### Your instructions
Rewrite the records below as a JSON list of strings, one string per line with blank lines omitted, covering only the lines from the one containing "Task: annotate the older man" through the end of the records.

### Source data
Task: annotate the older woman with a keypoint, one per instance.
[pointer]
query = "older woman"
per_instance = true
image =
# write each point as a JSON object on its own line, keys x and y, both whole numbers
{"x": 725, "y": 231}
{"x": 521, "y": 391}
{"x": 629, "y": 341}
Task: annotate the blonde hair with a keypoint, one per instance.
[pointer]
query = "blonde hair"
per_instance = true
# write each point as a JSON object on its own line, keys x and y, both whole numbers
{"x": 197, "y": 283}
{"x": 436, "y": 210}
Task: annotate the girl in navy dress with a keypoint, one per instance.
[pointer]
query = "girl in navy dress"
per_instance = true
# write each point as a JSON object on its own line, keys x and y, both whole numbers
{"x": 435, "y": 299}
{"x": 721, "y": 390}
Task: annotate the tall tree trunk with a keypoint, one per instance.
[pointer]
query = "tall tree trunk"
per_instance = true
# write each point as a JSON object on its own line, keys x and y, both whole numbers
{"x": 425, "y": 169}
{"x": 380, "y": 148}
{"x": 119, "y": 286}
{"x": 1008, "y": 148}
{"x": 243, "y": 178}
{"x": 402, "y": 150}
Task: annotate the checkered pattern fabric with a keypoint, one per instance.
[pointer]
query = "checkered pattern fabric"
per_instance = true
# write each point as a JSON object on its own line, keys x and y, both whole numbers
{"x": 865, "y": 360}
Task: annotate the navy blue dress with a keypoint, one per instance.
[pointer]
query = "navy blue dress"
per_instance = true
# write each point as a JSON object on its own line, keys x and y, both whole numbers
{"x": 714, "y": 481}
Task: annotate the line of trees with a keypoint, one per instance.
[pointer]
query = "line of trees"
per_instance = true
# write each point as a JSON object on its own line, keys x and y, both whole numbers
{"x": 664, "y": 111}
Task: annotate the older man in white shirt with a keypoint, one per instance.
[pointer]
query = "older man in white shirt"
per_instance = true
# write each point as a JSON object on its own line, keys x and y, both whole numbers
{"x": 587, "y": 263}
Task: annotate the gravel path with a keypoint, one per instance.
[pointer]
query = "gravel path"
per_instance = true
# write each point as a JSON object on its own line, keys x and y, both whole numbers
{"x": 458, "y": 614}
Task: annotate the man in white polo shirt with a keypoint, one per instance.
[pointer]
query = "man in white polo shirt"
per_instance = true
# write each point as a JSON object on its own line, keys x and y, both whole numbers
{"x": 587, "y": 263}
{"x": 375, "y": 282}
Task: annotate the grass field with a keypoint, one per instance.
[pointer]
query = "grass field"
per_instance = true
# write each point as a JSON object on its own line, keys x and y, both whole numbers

### Written answer
[
  "Task: annotate the older man in white shirt with a keypoint, one per instance.",
  "[pointer]",
  "query = \"older man in white shirt\"",
  "per_instance = true",
  "# write each point as a JSON object on its own line, keys x and y, both whole numbers",
  "{\"x\": 587, \"y\": 263}",
  "Task: annotate the gravel path with a keypoint, one per instance.",
  "[pointer]",
  "query = \"gravel path\"",
  "per_instance = true",
  "# write each point as a JSON object on its own line, keys x and y, both whole numbers",
  "{\"x\": 458, \"y\": 614}",
  "Task: annotate the man in white polo shirt with a keypoint, one per instance.",
  "[pointer]",
  "query = \"man in white polo shirt\"",
  "per_instance = true",
  "# write each point as a JSON object on its own line, keys x and y, both whole numbers",
  "{\"x\": 587, \"y\": 263}",
  "{\"x\": 375, \"y\": 282}",
  "Task: annotate the grass field with a keypoint, one per instance.",
  "[pointer]",
  "query = \"grass field\"",
  "per_instance = true",
  "# write each point as a JSON object on its own line, keys x and y, both whole numbers"
]